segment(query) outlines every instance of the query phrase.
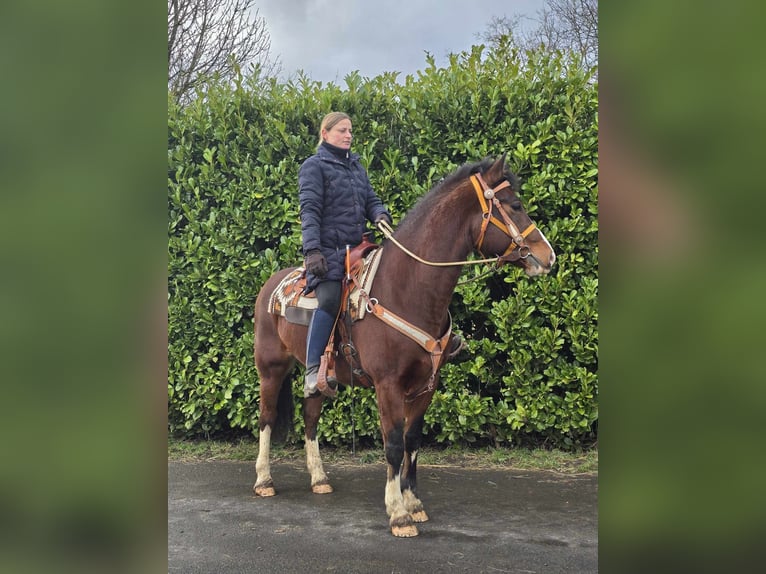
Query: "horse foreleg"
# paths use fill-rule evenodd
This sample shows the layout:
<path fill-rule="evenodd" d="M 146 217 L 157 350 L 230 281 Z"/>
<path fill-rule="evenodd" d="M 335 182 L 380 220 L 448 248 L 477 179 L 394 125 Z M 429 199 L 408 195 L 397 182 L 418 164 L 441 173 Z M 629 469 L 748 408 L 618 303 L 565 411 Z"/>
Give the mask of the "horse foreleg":
<path fill-rule="evenodd" d="M 404 459 L 404 434 L 401 423 L 388 432 L 384 431 L 386 450 L 386 512 L 391 533 L 394 536 L 411 537 L 418 535 L 418 528 L 407 510 L 402 496 L 401 469 Z"/>
<path fill-rule="evenodd" d="M 330 479 L 327 478 L 324 466 L 322 465 L 322 458 L 319 456 L 319 441 L 316 437 L 323 399 L 324 397 L 320 395 L 305 399 L 303 403 L 303 422 L 306 427 L 306 467 L 309 470 L 309 474 L 311 474 L 311 492 L 314 494 L 329 494 L 332 492 Z"/>
<path fill-rule="evenodd" d="M 257 496 L 274 496 L 274 481 L 271 478 L 271 425 L 266 425 L 258 433 L 258 460 L 255 462 L 255 485 L 253 490 Z"/>
<path fill-rule="evenodd" d="M 404 507 L 414 522 L 427 522 L 428 514 L 417 495 L 418 450 L 423 440 L 423 415 L 414 420 L 407 417 L 408 425 L 404 436 L 404 466 L 402 468 L 402 498 Z"/>

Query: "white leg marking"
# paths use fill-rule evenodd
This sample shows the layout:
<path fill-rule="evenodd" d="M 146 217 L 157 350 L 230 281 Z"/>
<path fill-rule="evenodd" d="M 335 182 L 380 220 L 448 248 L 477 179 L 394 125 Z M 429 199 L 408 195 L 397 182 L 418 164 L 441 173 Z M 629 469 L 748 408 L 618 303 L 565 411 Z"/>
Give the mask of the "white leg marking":
<path fill-rule="evenodd" d="M 271 427 L 266 426 L 258 434 L 258 460 L 255 462 L 255 484 L 265 484 L 271 481 L 271 465 L 269 456 L 271 450 Z"/>
<path fill-rule="evenodd" d="M 392 517 L 407 514 L 402 498 L 402 481 L 398 474 L 393 480 L 386 481 L 386 512 Z"/>
<path fill-rule="evenodd" d="M 319 441 L 317 439 L 306 439 L 306 467 L 311 474 L 311 486 L 320 482 L 327 482 L 327 475 L 319 456 Z"/>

Problem: Please copy all of the lines above word for word, leaving out the pictures.

Complete answer:
segment(query) outlines every instance of the query phrase.
Query: "horse foreleg"
# paths use fill-rule evenodd
This sample shows the layout:
<path fill-rule="evenodd" d="M 146 217 L 157 350 L 230 281 Z"/>
<path fill-rule="evenodd" d="M 335 182 L 380 220 L 448 248 L 477 179 L 394 125 Z M 429 199 L 408 195 L 397 182 L 418 164 L 441 173 Z M 629 469 L 748 408 L 618 303 L 565 411 Z"/>
Give the mask of the "horse foreleg":
<path fill-rule="evenodd" d="M 404 459 L 404 434 L 401 423 L 388 432 L 384 431 L 386 450 L 386 512 L 391 533 L 394 536 L 411 537 L 418 535 L 418 528 L 407 510 L 402 496 L 401 469 Z"/>
<path fill-rule="evenodd" d="M 330 479 L 327 478 L 324 466 L 322 465 L 322 458 L 319 456 L 319 441 L 316 437 L 323 399 L 324 397 L 320 395 L 305 399 L 303 403 L 303 422 L 306 427 L 306 467 L 309 470 L 309 474 L 311 474 L 311 492 L 314 494 L 329 494 L 332 492 Z"/>
<path fill-rule="evenodd" d="M 257 496 L 274 496 L 274 481 L 271 478 L 271 425 L 266 425 L 258 433 L 258 460 L 255 462 L 255 485 L 253 490 Z"/>
<path fill-rule="evenodd" d="M 404 507 L 414 522 L 427 522 L 428 514 L 417 495 L 418 450 L 423 440 L 423 415 L 414 420 L 407 417 L 408 425 L 404 436 L 404 466 L 402 468 L 402 498 Z"/>

Query: "white leg marking"
# paths use fill-rule evenodd
This sample shows the layout:
<path fill-rule="evenodd" d="M 146 217 L 157 350 L 230 281 Z"/>
<path fill-rule="evenodd" d="M 335 182 L 380 220 L 448 248 L 477 179 L 394 125 Z M 429 199 L 408 195 L 397 182 L 418 164 L 441 173 Z M 629 469 L 748 408 L 618 303 L 565 411 Z"/>
Give the mask of the "white leg marking":
<path fill-rule="evenodd" d="M 271 427 L 266 426 L 258 434 L 258 460 L 255 462 L 255 484 L 265 484 L 271 481 L 271 465 L 269 456 L 271 450 Z"/>
<path fill-rule="evenodd" d="M 392 517 L 407 514 L 402 498 L 402 481 L 398 474 L 393 480 L 386 481 L 386 512 Z"/>
<path fill-rule="evenodd" d="M 319 441 L 317 439 L 306 439 L 306 467 L 311 474 L 311 486 L 320 482 L 327 482 L 327 475 L 319 456 Z"/>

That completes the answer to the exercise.